◆ **PROVIDED ENTRIES**:

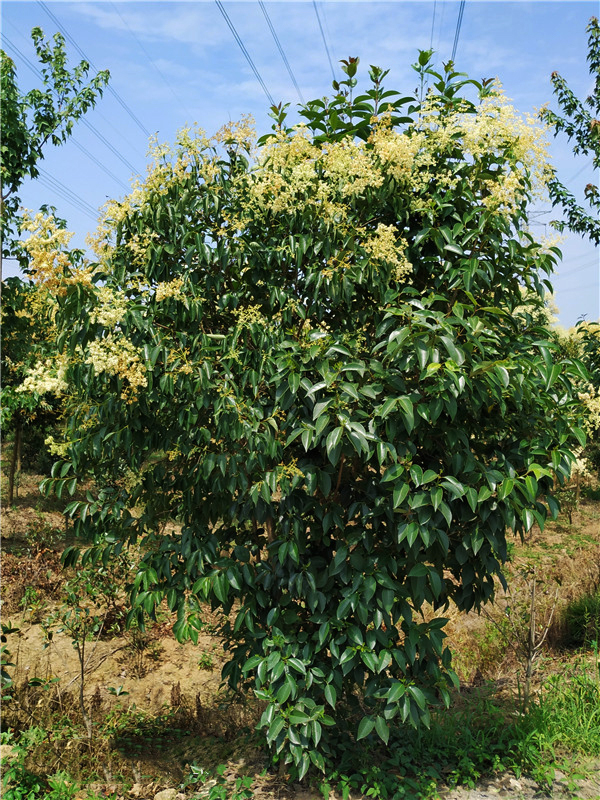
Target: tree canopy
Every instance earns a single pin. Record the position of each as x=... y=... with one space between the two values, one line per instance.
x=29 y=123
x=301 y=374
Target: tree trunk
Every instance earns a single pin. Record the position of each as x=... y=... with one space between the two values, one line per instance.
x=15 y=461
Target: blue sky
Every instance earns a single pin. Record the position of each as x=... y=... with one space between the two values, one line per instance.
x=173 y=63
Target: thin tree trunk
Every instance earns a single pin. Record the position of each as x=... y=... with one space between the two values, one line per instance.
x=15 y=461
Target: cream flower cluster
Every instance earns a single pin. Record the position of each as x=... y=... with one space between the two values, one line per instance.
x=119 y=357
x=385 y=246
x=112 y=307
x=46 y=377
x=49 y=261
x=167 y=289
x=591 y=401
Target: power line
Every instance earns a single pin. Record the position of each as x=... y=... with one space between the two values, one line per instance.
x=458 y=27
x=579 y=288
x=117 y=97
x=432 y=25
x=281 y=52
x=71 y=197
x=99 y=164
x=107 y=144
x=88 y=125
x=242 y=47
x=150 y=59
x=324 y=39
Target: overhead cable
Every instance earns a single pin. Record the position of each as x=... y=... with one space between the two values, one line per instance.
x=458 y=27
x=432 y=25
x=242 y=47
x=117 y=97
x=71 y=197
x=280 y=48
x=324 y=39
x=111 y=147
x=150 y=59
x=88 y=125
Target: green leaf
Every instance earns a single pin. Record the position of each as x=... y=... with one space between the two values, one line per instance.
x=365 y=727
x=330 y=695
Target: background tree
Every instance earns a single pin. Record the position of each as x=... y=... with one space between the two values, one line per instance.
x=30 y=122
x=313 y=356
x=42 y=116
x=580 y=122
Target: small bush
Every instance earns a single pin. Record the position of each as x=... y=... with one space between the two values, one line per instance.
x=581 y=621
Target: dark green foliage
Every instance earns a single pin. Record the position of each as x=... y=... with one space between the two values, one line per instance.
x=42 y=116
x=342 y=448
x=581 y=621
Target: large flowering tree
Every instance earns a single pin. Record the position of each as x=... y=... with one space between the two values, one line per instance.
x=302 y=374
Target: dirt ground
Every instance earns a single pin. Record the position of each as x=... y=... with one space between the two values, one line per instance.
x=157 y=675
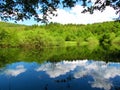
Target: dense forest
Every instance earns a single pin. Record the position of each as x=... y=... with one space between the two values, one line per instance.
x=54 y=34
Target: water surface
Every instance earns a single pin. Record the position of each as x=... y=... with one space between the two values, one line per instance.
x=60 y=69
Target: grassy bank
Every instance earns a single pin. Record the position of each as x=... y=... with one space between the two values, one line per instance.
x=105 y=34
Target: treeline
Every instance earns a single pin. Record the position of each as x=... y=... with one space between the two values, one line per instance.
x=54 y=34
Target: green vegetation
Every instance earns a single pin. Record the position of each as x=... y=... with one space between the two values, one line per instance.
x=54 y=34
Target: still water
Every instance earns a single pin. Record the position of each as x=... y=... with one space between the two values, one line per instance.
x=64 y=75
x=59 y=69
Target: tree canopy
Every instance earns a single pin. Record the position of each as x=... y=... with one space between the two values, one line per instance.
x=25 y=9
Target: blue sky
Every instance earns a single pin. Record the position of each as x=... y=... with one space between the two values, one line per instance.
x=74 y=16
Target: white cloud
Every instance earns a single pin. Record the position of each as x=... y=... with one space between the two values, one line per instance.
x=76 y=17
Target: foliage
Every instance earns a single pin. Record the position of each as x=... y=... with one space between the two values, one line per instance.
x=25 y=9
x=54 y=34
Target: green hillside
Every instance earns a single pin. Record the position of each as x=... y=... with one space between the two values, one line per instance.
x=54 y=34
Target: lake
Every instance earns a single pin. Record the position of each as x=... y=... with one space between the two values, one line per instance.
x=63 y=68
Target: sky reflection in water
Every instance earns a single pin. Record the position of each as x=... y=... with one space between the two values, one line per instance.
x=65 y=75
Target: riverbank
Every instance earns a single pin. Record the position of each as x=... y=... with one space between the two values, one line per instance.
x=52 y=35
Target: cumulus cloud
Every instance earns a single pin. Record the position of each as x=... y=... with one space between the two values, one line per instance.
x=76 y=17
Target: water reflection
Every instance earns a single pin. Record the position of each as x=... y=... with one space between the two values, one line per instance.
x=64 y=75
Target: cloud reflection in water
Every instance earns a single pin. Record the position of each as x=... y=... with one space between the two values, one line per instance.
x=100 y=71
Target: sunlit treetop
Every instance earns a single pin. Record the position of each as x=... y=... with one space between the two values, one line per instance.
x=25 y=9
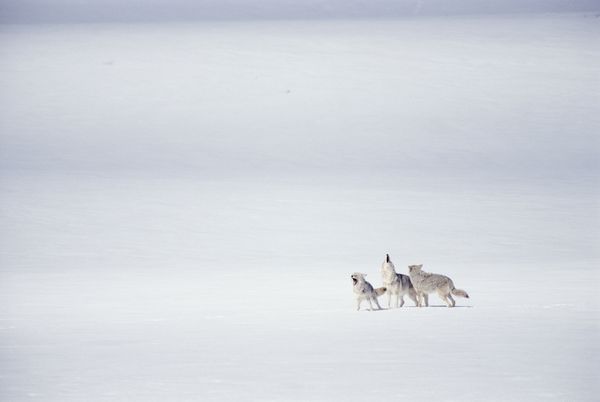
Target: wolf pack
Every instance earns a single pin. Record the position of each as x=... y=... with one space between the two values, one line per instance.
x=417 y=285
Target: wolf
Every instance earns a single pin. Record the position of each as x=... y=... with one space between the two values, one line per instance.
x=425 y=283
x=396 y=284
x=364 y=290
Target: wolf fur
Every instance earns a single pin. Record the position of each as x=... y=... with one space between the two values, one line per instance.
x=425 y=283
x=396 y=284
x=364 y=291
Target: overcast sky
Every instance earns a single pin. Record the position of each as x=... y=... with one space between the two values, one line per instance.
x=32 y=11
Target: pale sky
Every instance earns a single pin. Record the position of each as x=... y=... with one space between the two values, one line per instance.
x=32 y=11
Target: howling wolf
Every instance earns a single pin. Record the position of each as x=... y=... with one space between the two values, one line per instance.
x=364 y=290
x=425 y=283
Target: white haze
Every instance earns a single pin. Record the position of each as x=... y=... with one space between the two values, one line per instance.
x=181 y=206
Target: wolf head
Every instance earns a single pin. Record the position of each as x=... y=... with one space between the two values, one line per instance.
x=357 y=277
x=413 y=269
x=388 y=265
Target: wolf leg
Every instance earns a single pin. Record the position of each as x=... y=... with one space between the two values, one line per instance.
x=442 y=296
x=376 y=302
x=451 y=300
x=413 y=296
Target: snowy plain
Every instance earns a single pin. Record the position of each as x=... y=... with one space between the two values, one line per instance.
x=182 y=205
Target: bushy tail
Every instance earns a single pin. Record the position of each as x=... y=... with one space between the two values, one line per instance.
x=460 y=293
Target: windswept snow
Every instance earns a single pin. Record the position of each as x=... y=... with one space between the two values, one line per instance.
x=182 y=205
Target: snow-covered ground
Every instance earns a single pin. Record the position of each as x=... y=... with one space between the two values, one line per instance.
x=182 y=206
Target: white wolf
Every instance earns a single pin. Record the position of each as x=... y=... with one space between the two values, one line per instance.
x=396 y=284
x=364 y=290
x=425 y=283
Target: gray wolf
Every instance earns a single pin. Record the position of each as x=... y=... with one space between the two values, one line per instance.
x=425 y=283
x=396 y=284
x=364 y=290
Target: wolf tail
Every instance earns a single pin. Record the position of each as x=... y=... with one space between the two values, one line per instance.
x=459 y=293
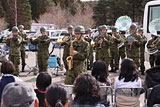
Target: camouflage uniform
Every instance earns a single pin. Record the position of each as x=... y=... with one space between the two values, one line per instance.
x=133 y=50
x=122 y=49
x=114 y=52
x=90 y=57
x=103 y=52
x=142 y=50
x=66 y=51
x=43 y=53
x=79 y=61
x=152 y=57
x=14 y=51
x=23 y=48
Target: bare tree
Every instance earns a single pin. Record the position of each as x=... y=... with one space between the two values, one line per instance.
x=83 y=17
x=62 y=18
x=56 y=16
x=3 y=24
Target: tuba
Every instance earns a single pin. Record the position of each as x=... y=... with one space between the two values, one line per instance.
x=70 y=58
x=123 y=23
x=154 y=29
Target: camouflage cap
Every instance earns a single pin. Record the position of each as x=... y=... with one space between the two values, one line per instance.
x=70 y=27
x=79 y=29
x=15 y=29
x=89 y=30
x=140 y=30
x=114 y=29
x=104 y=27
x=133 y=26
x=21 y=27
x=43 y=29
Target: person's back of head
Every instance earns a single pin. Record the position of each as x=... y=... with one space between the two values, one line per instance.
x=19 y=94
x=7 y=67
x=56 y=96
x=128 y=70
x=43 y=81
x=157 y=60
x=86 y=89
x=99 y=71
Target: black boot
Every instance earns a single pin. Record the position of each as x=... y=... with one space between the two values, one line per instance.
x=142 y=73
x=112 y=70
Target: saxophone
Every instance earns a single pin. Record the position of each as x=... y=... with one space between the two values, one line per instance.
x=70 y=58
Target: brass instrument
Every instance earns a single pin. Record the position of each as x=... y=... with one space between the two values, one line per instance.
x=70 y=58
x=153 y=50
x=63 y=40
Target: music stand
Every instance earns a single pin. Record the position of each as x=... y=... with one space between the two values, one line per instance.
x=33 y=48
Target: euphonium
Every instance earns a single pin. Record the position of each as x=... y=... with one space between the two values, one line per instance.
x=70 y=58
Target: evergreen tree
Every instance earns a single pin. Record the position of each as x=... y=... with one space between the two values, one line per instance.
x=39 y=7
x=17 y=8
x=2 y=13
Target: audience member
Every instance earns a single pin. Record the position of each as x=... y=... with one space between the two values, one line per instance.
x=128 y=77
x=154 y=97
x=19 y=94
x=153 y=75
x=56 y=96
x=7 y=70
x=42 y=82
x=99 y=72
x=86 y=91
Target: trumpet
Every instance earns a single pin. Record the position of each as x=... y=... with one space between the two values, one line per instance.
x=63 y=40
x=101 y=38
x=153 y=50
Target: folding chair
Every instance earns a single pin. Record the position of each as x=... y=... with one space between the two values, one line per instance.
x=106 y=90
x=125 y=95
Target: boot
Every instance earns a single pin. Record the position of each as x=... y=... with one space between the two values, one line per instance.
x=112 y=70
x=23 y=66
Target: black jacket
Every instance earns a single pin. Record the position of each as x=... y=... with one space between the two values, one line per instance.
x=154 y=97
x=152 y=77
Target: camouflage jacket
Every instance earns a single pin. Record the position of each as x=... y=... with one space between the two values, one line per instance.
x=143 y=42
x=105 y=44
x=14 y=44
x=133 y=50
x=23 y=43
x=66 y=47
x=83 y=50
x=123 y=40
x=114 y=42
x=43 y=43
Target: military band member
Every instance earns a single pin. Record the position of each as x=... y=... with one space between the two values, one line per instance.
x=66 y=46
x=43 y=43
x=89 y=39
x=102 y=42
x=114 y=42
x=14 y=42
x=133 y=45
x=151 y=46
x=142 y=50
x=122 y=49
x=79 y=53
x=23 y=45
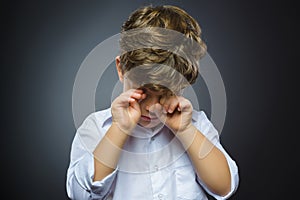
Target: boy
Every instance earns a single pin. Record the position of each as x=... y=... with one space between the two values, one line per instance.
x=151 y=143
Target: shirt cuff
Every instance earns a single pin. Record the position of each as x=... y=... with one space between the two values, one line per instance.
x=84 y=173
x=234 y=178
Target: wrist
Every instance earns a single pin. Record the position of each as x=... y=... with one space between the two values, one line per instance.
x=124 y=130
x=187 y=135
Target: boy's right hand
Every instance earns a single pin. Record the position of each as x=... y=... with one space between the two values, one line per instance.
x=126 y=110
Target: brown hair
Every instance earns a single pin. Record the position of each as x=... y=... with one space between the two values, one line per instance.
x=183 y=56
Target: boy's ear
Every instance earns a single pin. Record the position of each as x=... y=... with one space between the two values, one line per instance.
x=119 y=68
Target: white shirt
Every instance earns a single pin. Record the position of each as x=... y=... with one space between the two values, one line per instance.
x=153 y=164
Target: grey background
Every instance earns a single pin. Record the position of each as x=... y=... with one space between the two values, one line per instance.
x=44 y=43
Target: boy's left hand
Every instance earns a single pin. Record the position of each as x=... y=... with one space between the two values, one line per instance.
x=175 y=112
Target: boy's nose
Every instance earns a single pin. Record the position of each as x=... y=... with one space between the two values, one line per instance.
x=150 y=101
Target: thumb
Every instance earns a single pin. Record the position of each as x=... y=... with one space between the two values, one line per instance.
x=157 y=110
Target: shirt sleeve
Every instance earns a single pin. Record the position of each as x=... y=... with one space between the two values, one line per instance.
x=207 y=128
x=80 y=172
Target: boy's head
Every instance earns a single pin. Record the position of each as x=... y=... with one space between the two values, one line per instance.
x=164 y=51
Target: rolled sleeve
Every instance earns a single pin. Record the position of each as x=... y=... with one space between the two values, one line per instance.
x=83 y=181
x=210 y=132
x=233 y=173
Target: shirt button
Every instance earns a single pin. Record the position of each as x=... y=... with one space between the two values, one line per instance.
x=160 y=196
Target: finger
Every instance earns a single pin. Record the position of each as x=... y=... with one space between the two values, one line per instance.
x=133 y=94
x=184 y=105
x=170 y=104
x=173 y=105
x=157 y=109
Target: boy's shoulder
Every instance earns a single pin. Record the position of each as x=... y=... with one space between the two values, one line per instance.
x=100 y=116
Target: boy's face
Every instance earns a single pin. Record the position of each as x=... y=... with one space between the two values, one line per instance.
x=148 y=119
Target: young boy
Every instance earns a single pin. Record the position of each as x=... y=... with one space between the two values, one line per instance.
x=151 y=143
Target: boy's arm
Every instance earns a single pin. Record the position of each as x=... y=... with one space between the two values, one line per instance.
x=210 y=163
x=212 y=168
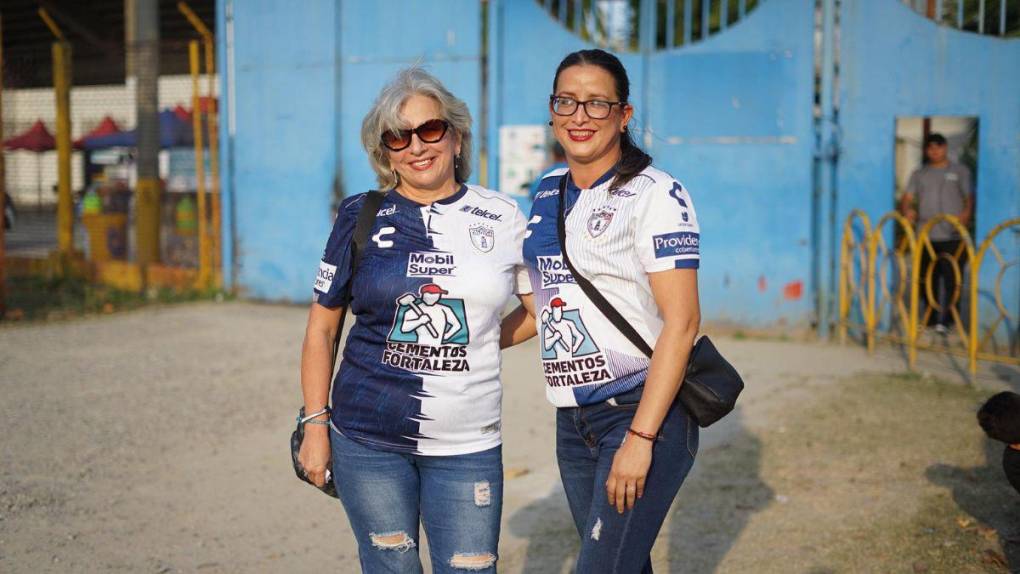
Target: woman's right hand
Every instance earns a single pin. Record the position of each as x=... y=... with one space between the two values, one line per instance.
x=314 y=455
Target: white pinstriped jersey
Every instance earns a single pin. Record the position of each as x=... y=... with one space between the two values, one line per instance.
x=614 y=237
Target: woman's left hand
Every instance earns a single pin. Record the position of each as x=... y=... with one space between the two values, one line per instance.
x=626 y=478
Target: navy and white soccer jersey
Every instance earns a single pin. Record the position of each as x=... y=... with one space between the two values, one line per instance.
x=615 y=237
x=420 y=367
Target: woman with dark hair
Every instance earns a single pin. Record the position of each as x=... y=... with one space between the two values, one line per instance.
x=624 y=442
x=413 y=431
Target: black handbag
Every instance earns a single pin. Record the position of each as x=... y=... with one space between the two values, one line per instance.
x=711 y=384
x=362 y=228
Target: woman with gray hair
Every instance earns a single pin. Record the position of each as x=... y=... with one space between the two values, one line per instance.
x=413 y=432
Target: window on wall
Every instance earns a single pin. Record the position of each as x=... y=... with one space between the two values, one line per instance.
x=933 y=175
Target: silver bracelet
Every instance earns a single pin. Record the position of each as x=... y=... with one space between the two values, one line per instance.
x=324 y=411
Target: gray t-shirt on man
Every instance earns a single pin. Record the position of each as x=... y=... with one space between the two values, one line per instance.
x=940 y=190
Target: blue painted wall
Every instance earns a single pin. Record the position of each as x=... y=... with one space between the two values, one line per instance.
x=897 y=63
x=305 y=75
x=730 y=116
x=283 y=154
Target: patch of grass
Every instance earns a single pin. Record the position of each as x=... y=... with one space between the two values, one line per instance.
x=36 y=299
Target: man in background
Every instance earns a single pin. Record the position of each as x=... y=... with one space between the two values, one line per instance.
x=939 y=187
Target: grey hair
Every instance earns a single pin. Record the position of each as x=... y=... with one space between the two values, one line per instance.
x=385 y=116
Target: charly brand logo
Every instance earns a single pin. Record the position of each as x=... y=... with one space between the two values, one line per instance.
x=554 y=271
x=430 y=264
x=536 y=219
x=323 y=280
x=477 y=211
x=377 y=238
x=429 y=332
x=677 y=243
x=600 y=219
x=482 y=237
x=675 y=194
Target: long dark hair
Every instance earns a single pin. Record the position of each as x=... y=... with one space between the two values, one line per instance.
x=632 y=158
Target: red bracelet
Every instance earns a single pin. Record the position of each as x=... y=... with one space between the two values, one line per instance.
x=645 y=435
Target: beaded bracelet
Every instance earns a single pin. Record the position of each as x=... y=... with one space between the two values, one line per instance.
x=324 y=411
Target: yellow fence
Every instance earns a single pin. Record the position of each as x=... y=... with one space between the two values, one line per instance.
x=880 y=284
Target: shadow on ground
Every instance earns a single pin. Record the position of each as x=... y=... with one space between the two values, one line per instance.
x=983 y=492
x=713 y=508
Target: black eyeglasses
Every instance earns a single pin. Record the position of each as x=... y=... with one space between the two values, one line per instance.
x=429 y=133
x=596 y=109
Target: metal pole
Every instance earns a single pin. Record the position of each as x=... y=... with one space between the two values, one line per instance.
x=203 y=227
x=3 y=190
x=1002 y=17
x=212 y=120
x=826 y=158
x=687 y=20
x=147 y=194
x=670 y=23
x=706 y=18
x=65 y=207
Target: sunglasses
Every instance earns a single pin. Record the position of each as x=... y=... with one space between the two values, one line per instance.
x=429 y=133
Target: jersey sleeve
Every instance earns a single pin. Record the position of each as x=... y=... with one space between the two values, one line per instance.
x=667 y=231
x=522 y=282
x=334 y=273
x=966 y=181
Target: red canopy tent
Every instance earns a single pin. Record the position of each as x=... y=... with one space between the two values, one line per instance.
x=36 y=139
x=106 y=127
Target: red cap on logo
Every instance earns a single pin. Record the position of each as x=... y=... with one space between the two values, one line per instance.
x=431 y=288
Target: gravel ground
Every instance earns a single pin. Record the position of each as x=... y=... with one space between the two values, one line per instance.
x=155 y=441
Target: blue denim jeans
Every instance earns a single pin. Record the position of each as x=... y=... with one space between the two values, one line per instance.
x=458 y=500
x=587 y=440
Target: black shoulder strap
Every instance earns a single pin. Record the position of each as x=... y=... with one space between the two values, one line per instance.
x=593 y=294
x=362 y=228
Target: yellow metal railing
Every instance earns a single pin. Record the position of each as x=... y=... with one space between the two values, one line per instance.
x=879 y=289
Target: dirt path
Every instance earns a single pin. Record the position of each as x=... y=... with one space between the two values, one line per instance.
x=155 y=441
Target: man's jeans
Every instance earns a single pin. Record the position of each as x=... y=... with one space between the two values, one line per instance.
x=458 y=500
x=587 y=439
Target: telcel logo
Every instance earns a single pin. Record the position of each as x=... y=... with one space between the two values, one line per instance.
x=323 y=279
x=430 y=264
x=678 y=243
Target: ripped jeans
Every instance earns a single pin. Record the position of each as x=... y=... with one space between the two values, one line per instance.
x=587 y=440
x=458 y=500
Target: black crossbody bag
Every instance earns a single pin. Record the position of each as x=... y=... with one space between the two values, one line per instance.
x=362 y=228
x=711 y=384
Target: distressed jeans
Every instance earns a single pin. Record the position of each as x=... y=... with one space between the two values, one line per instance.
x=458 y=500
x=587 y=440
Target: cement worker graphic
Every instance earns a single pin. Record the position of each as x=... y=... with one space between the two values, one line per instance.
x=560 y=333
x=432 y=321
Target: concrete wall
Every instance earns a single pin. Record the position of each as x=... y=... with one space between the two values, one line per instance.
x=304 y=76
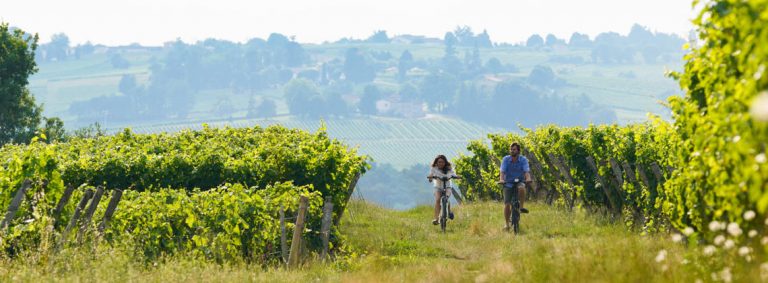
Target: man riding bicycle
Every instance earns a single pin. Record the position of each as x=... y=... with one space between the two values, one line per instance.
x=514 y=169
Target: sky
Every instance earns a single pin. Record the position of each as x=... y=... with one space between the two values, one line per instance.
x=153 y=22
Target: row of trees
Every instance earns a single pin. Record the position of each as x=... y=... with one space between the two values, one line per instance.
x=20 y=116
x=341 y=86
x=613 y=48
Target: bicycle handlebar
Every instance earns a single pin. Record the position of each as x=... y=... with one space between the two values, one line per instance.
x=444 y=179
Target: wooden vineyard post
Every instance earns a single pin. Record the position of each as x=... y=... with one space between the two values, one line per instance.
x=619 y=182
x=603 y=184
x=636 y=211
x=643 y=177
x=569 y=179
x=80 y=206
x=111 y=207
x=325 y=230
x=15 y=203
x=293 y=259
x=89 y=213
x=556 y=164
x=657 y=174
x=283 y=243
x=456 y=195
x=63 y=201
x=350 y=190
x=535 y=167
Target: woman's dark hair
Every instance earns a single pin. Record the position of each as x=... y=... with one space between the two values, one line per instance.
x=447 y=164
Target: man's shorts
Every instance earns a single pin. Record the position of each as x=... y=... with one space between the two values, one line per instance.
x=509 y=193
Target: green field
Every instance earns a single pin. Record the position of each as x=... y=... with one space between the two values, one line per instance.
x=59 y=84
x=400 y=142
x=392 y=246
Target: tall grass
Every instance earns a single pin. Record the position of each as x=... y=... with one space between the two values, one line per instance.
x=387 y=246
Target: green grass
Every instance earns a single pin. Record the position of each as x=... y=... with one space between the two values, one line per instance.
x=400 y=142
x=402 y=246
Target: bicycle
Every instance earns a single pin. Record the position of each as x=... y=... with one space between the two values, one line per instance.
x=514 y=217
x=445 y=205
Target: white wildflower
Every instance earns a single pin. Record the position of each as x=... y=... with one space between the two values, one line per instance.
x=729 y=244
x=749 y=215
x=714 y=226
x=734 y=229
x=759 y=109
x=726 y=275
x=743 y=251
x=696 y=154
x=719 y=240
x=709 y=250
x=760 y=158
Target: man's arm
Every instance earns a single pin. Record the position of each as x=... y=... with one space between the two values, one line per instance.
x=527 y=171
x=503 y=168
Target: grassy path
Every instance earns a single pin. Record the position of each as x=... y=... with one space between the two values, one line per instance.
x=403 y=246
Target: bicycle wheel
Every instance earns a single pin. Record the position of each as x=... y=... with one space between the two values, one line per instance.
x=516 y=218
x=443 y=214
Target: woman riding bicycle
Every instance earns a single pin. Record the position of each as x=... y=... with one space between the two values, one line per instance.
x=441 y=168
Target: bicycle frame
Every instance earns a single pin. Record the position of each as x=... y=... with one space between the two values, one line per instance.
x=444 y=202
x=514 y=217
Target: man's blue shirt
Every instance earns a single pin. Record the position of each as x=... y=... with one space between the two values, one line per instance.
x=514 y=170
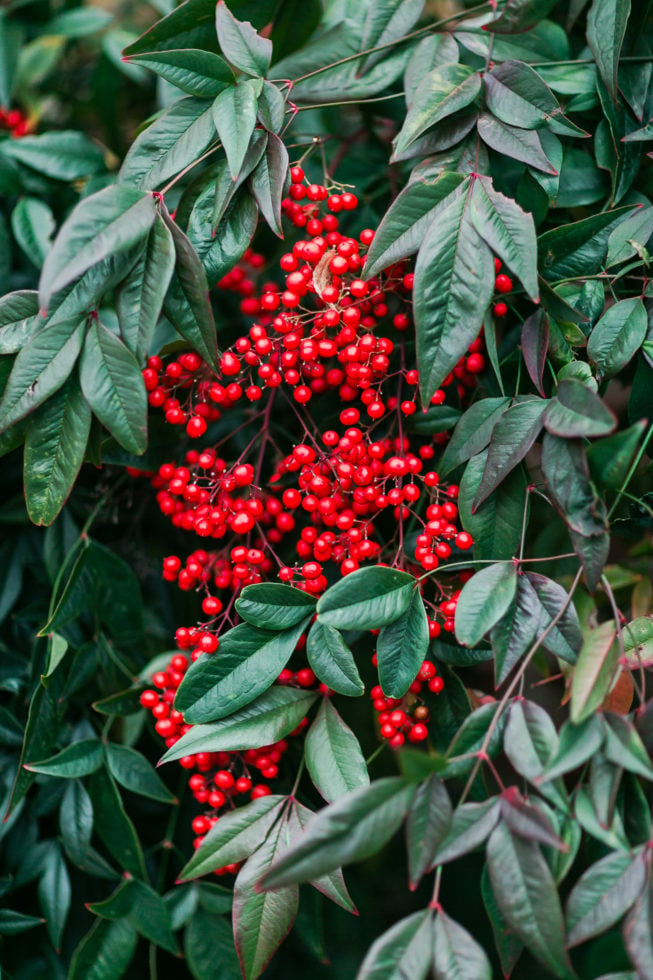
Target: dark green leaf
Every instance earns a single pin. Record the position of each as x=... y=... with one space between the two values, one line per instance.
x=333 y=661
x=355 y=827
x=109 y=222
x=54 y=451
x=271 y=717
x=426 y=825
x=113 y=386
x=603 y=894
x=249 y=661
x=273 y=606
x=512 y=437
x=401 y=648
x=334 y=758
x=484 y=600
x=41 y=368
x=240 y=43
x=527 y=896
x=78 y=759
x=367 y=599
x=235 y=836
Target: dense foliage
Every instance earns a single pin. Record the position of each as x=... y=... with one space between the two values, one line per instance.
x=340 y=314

◆ **INSTRUCTIONS FOR THE TASK**:
Everything from the line containing "Target: bicycle wheel" through the last line of the entries is to be output exactly as written, minus any pictures.

◆ **WRITTEN ANSWER**:
Target: bicycle wheel
Every instance earns a single pin. Record the position of each as x=... y=... with one space between the two values, one line per instance.
x=516 y=218
x=443 y=214
Target: woman riding bicycle
Every instance earns a single pin. Record the position of each as x=... y=... with one space between the two values, one line per instance.
x=441 y=168
Target: bicycle frame
Every instance earns a single pin. Record the position of each as x=... y=... with one space between the two values, one line per instance.
x=444 y=202
x=514 y=217
Target: man's blue shirt
Every instance earns a single pin. Record the position of each as x=... y=... with one space between the two values, one line per instance.
x=514 y=170
Target: dark green leaf
Every instance earns a single pin. Record the position of each as x=... y=... with one space between the two values, one line per instance.
x=333 y=661
x=355 y=827
x=109 y=222
x=54 y=451
x=271 y=717
x=426 y=825
x=113 y=386
x=603 y=894
x=249 y=661
x=273 y=606
x=512 y=437
x=401 y=648
x=334 y=758
x=484 y=600
x=41 y=368
x=240 y=43
x=527 y=896
x=78 y=759
x=367 y=599
x=235 y=836
Target: dense foliage
Every instance earns a single pin. Record the position of each as x=... y=... with one space between the two values, one line per instance.
x=340 y=314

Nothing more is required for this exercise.